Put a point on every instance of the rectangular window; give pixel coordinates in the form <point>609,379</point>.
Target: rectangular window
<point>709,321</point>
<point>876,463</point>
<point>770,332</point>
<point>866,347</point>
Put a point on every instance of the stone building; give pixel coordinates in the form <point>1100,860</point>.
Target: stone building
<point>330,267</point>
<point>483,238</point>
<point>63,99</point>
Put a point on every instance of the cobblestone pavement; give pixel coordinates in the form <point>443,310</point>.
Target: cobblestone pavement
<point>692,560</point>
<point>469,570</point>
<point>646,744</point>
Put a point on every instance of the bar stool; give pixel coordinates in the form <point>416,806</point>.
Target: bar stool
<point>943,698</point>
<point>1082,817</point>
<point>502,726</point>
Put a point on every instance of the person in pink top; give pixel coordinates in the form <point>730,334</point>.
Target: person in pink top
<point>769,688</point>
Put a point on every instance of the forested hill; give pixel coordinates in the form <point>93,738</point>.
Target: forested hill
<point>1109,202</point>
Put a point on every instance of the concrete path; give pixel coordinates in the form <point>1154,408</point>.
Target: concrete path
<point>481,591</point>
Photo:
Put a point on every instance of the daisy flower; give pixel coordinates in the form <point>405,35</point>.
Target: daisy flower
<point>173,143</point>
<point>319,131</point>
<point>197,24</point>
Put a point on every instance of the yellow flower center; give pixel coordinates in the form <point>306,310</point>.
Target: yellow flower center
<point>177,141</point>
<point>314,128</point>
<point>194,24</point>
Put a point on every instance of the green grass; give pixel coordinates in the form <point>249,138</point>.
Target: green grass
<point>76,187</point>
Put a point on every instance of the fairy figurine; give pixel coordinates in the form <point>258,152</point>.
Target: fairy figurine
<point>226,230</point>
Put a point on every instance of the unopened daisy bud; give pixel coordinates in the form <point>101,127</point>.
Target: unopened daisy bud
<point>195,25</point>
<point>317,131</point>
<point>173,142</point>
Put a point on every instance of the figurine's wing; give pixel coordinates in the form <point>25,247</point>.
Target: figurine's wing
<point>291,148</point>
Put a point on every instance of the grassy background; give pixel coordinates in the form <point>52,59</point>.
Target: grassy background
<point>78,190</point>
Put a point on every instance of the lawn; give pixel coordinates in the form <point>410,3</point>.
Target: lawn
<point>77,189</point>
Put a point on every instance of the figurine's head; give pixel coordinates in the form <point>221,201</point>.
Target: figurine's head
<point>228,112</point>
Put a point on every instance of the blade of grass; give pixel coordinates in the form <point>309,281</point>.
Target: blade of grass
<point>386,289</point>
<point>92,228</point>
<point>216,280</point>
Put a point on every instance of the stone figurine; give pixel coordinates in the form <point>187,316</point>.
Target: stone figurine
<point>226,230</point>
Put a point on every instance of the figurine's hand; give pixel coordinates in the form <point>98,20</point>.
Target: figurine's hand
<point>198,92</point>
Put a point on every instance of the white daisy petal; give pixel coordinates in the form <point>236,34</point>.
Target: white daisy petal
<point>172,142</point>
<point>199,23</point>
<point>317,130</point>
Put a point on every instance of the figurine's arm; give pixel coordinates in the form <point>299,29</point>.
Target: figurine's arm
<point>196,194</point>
****************
▸ What is required
Write the lines out verbatim, from the one with "Put a point on every instance of the yellow" through the last line of the entries, and stop there.

▸ Solution to this task
Put a point on every instance of the yellow flower center; give pixel coordinates in the form <point>306,310</point>.
Target: yellow flower center
<point>177,141</point>
<point>314,128</point>
<point>194,24</point>
Put a point on every instance of the green grass; give pixel coordinates in the form <point>249,138</point>.
Target: green grass
<point>76,187</point>
Put a point on every instance of the fairy figurine; give pixel coordinates in the form <point>258,152</point>.
Target: fairy figurine
<point>226,230</point>
Put a point on every instance of the unopened daisy bud; give pixel coordinates in the form <point>101,127</point>.
Target: unopened daisy bud
<point>195,25</point>
<point>317,131</point>
<point>173,142</point>
Put a point on every instance of the figurine's wing; give pixel coordinates in the form <point>25,247</point>.
Target: figurine's wing
<point>291,148</point>
Put a point on every instance of the grassy background; give pixel coordinates in the form <point>52,59</point>.
Target: grassy background
<point>78,190</point>
Put a point on every instance of the lawn; give pixel coordinates in the form <point>410,3</point>.
Target: lawn
<point>77,189</point>
Put a point on every instance of the figurine's head; give pixel coordinates in the form <point>221,201</point>.
Target: figurine's head
<point>228,112</point>
Put a point on every instance of the blade of grass; give pixel coordinates in the form <point>309,281</point>.
Target: blade of grass
<point>386,289</point>
<point>92,228</point>
<point>216,280</point>
Put a point on every instance of the stone figurine; give pixel coordinates in the form <point>187,316</point>.
Target: stone figurine
<point>226,230</point>
Put a point on every instance of the figurine's hand; give pixel coordinates in the form <point>98,20</point>.
Target: figurine's hand
<point>198,92</point>
Put a point on every instance of the white daisy petal; give pixel coordinates in the form <point>236,34</point>.
Target: white daisy petal
<point>172,142</point>
<point>199,23</point>
<point>317,130</point>
Put a point on every instance of the figurine's arm; give pixel coordinates in the form <point>299,29</point>.
Target: figurine's arm
<point>196,194</point>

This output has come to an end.